* _Records to use_
■ ■ ■

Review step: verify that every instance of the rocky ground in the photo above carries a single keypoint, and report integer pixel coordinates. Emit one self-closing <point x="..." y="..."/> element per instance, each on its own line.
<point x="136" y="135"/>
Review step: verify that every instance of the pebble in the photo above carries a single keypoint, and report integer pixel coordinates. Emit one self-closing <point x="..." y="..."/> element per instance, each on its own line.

■ ■ ■

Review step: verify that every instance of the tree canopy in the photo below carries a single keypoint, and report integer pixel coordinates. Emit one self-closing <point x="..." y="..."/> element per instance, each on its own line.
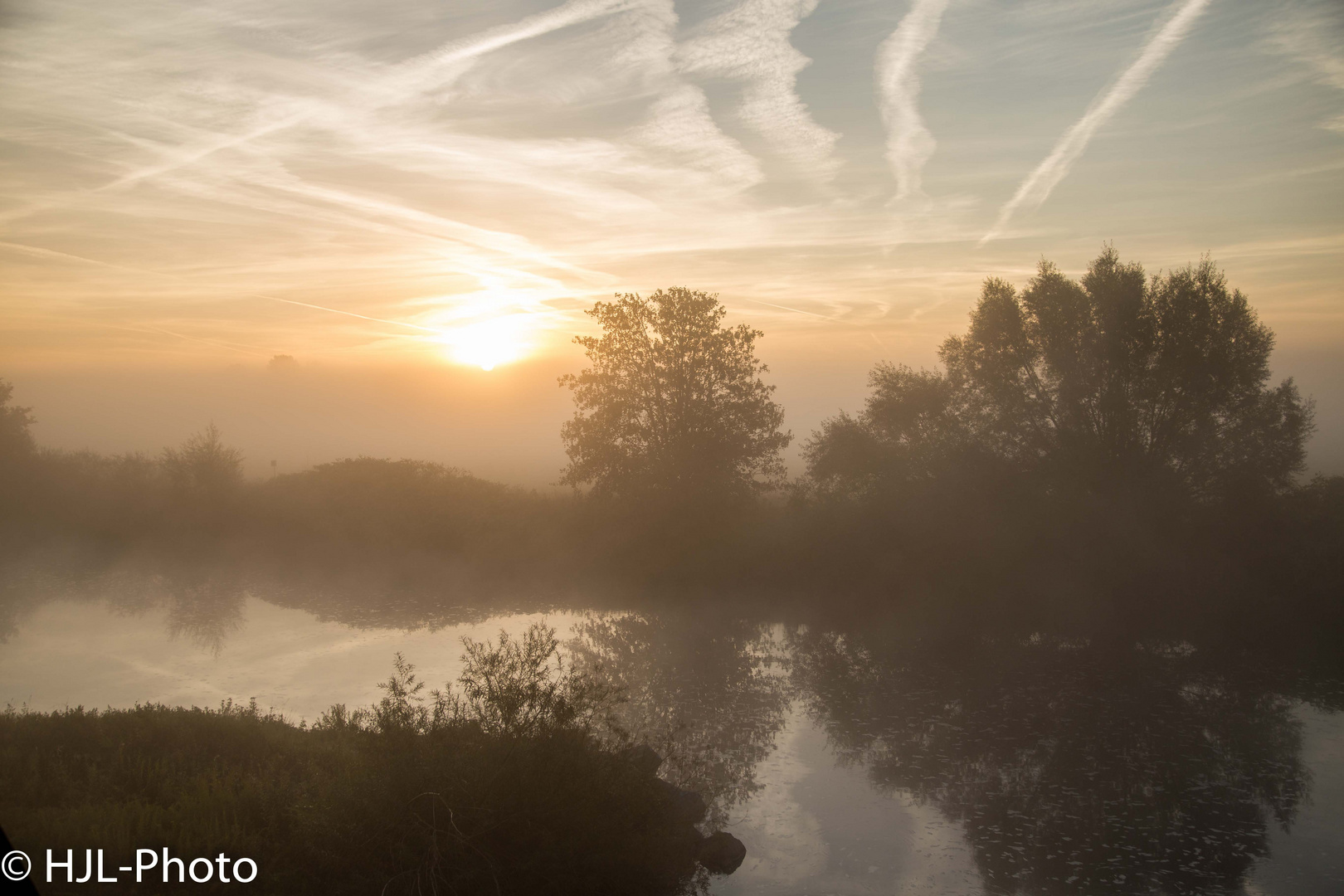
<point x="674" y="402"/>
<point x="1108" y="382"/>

■ ■ ■

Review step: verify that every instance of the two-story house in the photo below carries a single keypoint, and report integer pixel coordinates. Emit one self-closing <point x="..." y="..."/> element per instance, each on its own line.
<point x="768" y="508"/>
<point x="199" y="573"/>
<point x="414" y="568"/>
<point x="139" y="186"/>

■ ■ ■

* _Exercise description_
Which lines of the data above contain the string "below"? Copy each of them out in full.

* _Full answer_
Review step: verify that every instance of the tree canopy in the photo below carries a single keypoint, and report integer pixel coordinates. Emit one self-closing <point x="..." y="..."/> element per instance, each on its own line.
Review step: verify that every instance of the two-story house in the photo below carries a single keypoint, and report integer pixel coordinates. Emit one self-closing <point x="..." y="..."/> element per instance, each on its own line.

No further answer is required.